• **Extracted text**:
--- Begin ---
Below, we’d look at a side-by-side comparison of the flagship models of the two vehicles to see how each vehicle stack up against the other.
Mitsubishi Xpander vs Honda BR-V: Dimensions
When it comes to size, the Xpander is more robust compared to the BR-V. It’s longer by 22 mm; wider by 15 mm, and taller by 34mm. And with almost the same ground clearance, the interior cabin would definitely feel roomier and would have ample leg space. Let’s face it, nobody wants to be seated in the cramp third row for long drives unless absolutely necessary. So the third-row seats come naturally folded to provide more cargo space.
For the BR-V, the process is more tedious— the backrest has to be folded down, pull a lever to flip the seat forward, then hook it to the second-row headrest to keep it secure. The Xpander’s process is easier and more streamlined, where the third (and second) row neatly folds flat. Simply pull the tab to either set or stow the seats. That's easy.
Mitsubishi Xpander vs Honda BR-V: Exterior
The Xpander is like the mini-version of the Montero Sport. The front fascia is dominated by the second generation Dynamic Shield concept with bumper embedded taillights to minimize glare for oncoming traffic and pedestrians, a very practical yet stylish design choice.
--- End ---
Transcribe the Mitsubishi Xpander and Honda BR-V comparison above word for word, from start to finish.

Point annotation data
--- Begin ---
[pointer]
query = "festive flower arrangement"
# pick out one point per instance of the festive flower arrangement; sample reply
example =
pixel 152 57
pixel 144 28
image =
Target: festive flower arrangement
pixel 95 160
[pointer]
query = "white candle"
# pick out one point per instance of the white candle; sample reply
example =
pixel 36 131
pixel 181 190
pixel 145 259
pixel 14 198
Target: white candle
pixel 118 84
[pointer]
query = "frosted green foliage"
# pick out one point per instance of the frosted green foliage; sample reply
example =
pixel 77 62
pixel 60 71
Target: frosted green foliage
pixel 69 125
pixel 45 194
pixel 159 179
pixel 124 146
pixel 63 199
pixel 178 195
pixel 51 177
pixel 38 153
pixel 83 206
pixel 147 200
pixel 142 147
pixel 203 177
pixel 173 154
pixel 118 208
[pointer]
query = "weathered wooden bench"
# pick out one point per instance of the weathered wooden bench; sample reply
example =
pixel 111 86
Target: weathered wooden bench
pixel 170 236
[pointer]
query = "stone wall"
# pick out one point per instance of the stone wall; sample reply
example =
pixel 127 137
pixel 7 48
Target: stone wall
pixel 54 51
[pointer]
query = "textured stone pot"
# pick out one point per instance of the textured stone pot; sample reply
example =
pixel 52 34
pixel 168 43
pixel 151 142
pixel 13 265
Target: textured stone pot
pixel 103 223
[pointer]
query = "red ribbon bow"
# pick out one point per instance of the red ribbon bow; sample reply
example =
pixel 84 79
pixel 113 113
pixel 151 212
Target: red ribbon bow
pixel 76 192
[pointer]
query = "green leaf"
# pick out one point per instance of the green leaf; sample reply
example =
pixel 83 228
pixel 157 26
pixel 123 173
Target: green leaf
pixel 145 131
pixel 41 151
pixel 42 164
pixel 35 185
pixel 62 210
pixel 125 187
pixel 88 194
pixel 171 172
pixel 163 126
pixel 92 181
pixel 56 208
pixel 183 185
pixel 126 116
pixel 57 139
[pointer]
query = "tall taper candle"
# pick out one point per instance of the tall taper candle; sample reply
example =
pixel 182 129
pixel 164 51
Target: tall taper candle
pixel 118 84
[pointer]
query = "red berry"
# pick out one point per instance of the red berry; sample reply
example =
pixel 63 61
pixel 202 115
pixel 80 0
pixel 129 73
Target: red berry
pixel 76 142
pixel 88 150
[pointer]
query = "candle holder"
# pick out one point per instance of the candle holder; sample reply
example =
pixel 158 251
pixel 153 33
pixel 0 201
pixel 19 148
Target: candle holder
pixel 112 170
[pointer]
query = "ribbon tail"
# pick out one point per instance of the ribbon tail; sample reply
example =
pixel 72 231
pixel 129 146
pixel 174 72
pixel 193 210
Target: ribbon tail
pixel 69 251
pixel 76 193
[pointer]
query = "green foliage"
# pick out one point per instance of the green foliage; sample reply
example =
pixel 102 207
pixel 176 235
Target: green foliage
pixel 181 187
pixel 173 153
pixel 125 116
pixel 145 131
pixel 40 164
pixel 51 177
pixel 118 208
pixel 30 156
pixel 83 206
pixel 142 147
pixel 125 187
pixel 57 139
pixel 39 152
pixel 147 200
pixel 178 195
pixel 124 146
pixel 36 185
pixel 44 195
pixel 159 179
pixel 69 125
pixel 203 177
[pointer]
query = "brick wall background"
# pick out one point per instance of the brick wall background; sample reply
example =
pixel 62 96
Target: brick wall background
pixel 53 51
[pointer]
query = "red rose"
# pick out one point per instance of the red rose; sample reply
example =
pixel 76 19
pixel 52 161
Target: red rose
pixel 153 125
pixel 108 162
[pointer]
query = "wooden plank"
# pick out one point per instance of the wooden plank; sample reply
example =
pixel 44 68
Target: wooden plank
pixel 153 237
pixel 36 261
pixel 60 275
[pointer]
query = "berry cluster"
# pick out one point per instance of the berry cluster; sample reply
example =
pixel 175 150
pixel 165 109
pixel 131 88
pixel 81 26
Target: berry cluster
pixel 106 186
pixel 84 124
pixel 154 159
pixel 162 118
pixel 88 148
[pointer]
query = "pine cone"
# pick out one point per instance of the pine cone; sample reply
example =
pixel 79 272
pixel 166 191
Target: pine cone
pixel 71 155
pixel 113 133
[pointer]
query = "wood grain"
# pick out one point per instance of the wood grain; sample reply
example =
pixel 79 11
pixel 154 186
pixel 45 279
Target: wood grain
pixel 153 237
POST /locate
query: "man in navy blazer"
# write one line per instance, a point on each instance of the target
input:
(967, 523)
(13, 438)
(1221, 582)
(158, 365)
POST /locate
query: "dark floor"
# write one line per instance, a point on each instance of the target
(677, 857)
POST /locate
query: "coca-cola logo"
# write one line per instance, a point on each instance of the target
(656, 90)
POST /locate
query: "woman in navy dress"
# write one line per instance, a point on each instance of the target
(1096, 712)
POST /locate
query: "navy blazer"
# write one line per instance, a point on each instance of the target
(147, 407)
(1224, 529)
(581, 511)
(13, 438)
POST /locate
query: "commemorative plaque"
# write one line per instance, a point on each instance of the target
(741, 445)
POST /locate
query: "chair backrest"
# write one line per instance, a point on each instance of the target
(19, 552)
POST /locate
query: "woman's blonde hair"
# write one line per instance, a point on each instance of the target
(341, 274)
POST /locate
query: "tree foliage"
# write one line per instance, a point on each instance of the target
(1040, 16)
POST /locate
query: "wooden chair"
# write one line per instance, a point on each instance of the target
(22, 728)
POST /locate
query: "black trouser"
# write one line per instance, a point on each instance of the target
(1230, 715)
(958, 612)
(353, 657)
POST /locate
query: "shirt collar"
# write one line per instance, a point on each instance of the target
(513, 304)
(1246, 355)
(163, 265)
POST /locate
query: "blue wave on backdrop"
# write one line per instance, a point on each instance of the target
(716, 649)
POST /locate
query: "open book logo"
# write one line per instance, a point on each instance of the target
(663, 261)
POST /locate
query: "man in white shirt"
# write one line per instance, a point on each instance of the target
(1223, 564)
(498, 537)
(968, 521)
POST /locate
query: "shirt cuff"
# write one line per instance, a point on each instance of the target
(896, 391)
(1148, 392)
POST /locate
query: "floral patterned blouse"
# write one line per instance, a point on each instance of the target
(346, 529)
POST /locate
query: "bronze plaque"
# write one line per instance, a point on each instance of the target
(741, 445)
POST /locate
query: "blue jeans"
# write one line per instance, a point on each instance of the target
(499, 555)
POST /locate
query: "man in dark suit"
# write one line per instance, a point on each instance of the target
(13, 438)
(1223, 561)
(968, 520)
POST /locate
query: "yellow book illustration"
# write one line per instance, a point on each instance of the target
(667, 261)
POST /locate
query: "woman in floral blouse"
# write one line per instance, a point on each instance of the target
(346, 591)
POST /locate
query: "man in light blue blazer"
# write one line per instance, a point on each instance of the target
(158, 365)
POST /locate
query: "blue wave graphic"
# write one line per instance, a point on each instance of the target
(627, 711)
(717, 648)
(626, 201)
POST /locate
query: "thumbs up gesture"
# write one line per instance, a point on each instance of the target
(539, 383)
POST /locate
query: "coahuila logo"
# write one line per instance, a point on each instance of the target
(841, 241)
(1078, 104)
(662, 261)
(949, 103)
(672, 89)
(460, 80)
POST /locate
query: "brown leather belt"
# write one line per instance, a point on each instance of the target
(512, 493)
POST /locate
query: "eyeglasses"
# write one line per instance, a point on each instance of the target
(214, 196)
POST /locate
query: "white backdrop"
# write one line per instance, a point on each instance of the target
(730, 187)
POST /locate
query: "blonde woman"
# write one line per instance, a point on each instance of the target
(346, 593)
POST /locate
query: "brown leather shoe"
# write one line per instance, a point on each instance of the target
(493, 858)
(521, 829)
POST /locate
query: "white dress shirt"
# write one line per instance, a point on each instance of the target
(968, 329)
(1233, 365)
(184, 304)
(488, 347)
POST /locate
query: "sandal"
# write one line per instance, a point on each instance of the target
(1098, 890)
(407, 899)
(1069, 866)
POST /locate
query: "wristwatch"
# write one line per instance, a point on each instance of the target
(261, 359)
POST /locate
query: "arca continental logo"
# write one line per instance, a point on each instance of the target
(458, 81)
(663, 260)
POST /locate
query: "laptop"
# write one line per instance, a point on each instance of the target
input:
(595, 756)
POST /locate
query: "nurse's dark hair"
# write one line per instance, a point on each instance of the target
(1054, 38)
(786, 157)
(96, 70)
--- End ---
• **Output**:
Below, we’d look at a side-by-side comparison of the flagship models of the two vehicles to see how each vehicle stack up against the other.
Mitsubishi Xpander vs Honda BR-V: Dimensions
When it comes to size, the Xpander is more robust compared to the BR-V. It’s longer by 22 mm; wider by 15 mm, and taller by 34mm. And with almost the same ground clearance, the interior cabin would definitely feel roomier and would have ample leg space. Let’s face it, nobody wants to be seated in the cramp third row for long drives unless absolutely necessary. So the third-row seats come naturally folded to provide more cargo space.
For the BR-V, the process is more tedious— the backrest has to be folded down, pull a lever to flip the seat forward, then hook it to the second-row headrest to keep it secure. The Xpander’s process is easier and more streamlined, where the third (and second) row neatly folds flat. Simply pull the tab to either set or stow the seats. That's easy.
Mitsubishi Xpander vs Honda BR-V: Exterior
The Xpander is like the mini-version of the Montero Sport. The front fascia is dominated by the second generation Dynamic Shield concept with bumper embedded taillights to minimize glare for oncoming traffic and pedestrians, a very practical yet stylish design choice.